**What to do:** Search the material below for the string "above" and extract each line that has it.

•••

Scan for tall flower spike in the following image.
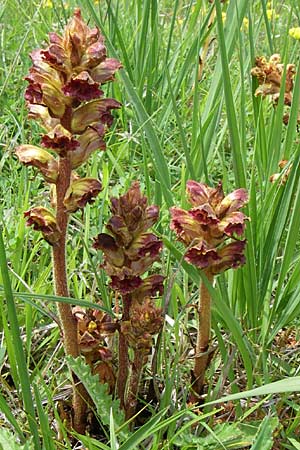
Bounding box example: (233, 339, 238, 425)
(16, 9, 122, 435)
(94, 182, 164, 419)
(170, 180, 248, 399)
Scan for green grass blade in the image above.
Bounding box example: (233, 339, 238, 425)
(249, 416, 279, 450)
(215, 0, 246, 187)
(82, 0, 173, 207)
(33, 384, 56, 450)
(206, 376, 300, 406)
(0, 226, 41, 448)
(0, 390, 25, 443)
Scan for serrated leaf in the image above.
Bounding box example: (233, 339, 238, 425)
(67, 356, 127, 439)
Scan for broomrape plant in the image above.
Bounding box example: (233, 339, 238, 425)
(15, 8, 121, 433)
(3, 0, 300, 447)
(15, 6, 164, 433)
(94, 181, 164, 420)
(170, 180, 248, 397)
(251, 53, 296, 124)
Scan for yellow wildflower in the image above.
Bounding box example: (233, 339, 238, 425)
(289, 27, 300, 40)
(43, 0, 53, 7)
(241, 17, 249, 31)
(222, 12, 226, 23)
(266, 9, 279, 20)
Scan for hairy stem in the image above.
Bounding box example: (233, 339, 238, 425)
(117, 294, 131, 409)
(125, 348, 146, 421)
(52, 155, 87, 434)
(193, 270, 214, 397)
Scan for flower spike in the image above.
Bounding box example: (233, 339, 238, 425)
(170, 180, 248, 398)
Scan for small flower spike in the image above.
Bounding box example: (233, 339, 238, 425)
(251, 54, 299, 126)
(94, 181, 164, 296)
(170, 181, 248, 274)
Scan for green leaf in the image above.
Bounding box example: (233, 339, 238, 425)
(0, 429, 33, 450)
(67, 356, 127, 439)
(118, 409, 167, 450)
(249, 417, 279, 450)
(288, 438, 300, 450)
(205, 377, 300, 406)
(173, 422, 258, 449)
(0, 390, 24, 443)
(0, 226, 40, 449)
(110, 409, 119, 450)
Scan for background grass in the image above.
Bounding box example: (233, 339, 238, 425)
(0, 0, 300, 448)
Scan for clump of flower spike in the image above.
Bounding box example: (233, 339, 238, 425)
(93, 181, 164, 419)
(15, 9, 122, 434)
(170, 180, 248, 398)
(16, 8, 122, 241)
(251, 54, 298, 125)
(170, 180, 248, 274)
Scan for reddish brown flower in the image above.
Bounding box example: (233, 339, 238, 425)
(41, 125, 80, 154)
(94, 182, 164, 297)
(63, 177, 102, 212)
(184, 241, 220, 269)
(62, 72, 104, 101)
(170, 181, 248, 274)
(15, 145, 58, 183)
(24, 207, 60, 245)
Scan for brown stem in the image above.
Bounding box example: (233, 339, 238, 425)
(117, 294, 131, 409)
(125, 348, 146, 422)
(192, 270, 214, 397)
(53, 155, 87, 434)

•••

**Result:**
Scan for green grass blade in the image above.
Scan for serrated leaf in the image above.
Scan for broomrape plant in the image above.
Scan for yellow wildflower in the image above.
Scan for hairy stem in the image above.
Scan for flower spike in the image above.
Scan for small flower spike in the image above.
Scan for green leaf in the image above.
Scan for background grass in the image above.
Scan for clump of flower spike in the image above.
Scan for reddish brown flower in the image above.
Scan for brown stem in the image above.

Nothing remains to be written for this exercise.